● WHAT IS BEING ASKED:
Transcribe exactly each line of the entries, from the opening line to the line with "Mark every instance of the onion", with both of those lines included.

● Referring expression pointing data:
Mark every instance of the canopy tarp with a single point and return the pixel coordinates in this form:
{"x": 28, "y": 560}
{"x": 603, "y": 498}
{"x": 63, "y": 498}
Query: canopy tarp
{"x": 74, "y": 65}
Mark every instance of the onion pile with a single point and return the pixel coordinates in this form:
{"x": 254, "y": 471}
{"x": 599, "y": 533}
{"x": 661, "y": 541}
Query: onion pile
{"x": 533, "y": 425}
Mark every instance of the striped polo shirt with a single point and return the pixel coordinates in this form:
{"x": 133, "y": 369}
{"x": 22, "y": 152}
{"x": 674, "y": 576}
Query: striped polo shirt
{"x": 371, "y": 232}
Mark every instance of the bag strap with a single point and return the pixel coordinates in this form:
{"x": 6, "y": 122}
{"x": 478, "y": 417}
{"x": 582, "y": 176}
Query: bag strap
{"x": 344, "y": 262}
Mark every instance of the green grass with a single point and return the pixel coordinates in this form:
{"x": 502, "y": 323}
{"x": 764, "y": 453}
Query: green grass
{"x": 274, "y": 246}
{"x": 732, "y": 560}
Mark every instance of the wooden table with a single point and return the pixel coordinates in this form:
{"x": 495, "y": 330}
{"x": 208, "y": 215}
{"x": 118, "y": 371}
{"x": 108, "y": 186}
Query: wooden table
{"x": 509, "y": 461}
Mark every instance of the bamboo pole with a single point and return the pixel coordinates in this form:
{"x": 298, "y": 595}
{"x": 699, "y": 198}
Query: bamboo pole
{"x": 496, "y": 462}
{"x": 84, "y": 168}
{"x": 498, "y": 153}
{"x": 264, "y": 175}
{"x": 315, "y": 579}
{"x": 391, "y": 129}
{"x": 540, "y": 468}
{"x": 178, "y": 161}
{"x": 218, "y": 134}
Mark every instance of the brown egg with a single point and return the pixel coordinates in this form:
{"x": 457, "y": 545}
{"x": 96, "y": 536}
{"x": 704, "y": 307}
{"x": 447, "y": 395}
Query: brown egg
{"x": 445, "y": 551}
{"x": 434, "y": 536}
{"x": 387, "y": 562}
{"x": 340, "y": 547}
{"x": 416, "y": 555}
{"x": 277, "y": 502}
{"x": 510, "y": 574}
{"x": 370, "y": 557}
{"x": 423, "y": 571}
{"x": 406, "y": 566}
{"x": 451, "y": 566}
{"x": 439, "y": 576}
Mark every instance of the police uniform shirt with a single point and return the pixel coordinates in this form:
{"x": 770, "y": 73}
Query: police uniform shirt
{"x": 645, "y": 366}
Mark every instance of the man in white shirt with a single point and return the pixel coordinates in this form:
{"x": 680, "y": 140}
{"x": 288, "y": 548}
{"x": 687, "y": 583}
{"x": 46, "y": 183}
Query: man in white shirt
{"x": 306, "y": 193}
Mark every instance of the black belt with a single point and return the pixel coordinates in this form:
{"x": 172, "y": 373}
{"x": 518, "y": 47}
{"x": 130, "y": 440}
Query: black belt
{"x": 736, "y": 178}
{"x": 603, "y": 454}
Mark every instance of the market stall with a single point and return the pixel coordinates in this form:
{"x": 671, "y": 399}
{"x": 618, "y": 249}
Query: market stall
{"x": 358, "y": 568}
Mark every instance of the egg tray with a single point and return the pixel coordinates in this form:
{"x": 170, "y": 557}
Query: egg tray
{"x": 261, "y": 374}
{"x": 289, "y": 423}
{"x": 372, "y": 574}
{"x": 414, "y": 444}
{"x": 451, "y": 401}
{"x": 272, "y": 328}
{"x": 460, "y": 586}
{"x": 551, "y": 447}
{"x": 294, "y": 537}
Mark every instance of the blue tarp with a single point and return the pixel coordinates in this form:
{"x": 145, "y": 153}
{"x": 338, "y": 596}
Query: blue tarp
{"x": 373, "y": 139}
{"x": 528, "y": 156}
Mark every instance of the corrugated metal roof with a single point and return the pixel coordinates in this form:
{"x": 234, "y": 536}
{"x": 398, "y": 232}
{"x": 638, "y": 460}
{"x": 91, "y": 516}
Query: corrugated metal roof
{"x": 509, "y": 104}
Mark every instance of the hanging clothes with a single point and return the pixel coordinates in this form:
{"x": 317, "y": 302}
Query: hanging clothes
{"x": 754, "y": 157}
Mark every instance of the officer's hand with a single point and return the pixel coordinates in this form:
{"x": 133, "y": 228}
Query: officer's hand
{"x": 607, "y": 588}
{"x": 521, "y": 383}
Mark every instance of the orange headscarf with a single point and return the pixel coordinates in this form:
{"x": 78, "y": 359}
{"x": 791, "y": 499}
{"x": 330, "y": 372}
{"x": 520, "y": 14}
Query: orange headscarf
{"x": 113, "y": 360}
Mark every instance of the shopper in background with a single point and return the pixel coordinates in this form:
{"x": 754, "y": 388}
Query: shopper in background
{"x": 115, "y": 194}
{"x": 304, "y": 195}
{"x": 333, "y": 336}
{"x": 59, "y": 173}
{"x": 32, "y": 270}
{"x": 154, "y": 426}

● OUTPUT:
Mark every instance of the canopy tarp with a single point and return the pixel coordinates in this form:
{"x": 28, "y": 560}
{"x": 603, "y": 498}
{"x": 63, "y": 498}
Query: canopy tarp
{"x": 74, "y": 65}
Mark every instance of the onion pile with a single point and return the pixel coordinates in this form:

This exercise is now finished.